▶ _SUPPLIED DATA_:
## START
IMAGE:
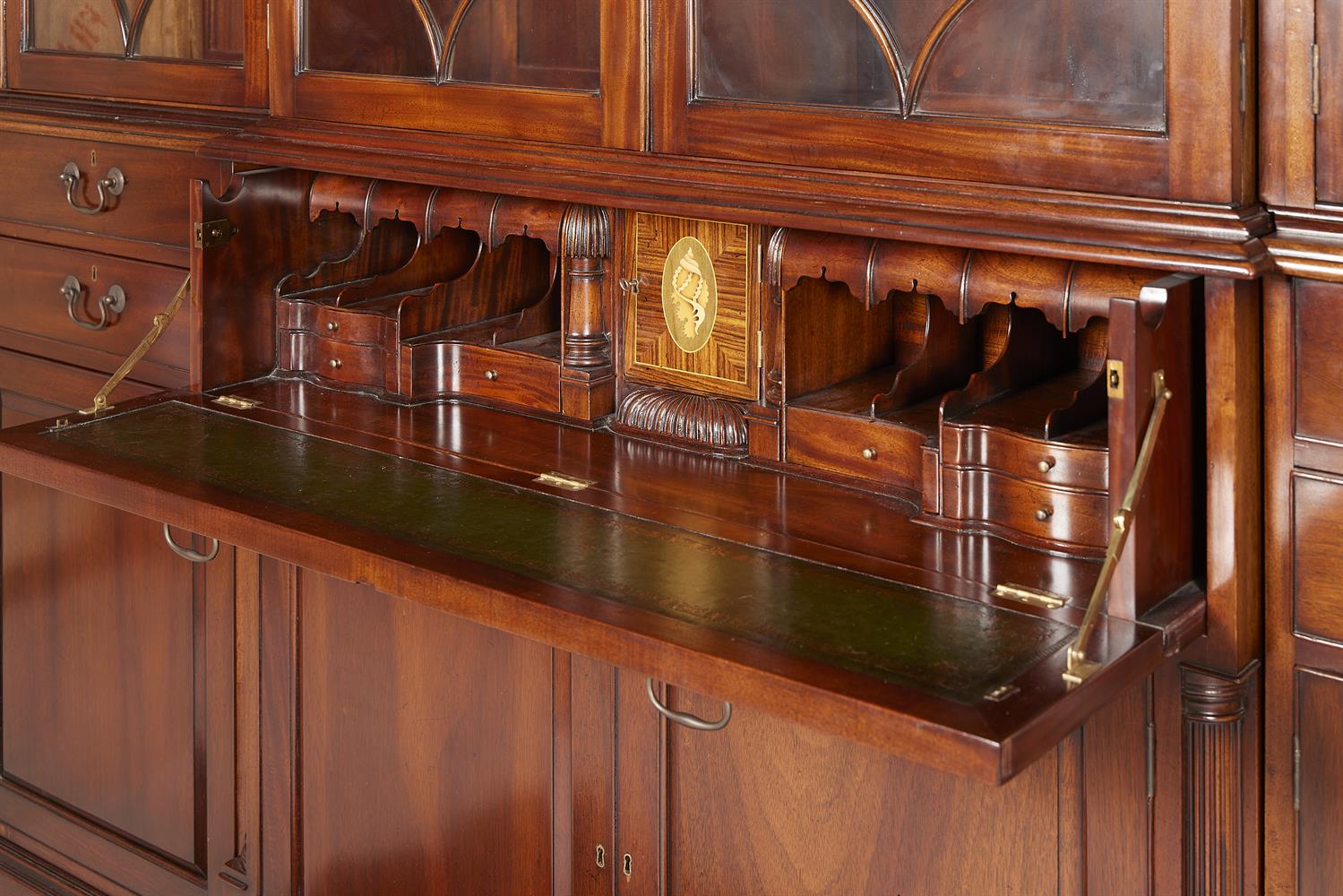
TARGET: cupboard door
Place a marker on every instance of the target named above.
(1058, 93)
(767, 806)
(552, 70)
(118, 676)
(198, 51)
(425, 748)
(1319, 729)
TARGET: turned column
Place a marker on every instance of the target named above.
(587, 387)
(1221, 788)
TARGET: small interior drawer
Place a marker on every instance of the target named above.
(1046, 462)
(1052, 516)
(38, 316)
(853, 446)
(152, 204)
(1318, 555)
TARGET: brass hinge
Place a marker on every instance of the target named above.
(1296, 772)
(1115, 379)
(237, 403)
(1315, 80)
(1245, 78)
(567, 482)
(212, 234)
(1033, 597)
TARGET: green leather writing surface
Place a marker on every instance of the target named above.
(944, 646)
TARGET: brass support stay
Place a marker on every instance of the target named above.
(160, 324)
(1079, 667)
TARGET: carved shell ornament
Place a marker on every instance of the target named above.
(689, 295)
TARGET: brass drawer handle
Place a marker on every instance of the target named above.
(686, 719)
(110, 185)
(115, 301)
(188, 554)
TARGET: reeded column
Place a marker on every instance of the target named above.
(1221, 791)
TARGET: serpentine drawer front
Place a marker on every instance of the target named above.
(944, 680)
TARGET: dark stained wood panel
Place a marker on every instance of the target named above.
(425, 750)
(99, 667)
(1318, 555)
(1319, 360)
(766, 806)
(1319, 727)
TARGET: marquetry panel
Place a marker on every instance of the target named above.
(693, 320)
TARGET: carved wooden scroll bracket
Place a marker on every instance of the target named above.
(431, 209)
(1068, 293)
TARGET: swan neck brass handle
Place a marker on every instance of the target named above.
(188, 554)
(109, 185)
(113, 303)
(685, 719)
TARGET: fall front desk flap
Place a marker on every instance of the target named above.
(982, 675)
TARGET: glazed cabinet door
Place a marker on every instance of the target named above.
(549, 70)
(194, 51)
(422, 745)
(124, 677)
(1088, 94)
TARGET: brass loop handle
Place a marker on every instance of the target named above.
(115, 303)
(109, 185)
(686, 719)
(188, 554)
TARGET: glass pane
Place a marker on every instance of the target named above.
(77, 26)
(385, 38)
(209, 30)
(529, 43)
(533, 43)
(1095, 62)
(794, 51)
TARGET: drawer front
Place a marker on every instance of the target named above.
(1318, 555)
(38, 316)
(152, 204)
(333, 323)
(1026, 458)
(855, 446)
(1319, 360)
(1039, 512)
(511, 378)
(336, 360)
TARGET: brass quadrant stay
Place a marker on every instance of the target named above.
(1079, 667)
(160, 324)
## END
▶ _EXERCISE_: Retype the listing from its first line through the line with "(1221, 791)", both included, and leave the pictures out.

▶ _PROBLEM SOLUTION_:
IMAGE:
TARGET: cupboard door
Place a marker on every instance of the target named above.
(1058, 93)
(767, 806)
(552, 70)
(118, 676)
(198, 51)
(425, 748)
(1319, 729)
TARGET: turned column
Place a marker on every instance of the target named above.
(587, 387)
(1221, 788)
TARGET: small interior drawer
Place a marker on every instance of the target named above.
(1046, 462)
(1052, 516)
(38, 316)
(853, 446)
(152, 204)
(1318, 555)
TARGET: brass hinge
Place a marker on every instance of the target named above.
(1296, 772)
(1115, 379)
(237, 403)
(1315, 80)
(1245, 78)
(567, 482)
(212, 234)
(1033, 597)
TARGET: green leather writing surface
Place a marker on every instance of the target named above.
(944, 646)
TARGET: brass support stay
Place a marker on every instance of the target named above.
(160, 324)
(1079, 667)
TARGET: carved shell ornament
Place a marker on every instance of the target named above.
(689, 295)
TARGET: brass drawer handle
Place a marker on every instance of the target named above.
(686, 719)
(110, 185)
(115, 301)
(188, 554)
TARGET: reeded column
Place a marker on every instance of the target named above.
(1221, 791)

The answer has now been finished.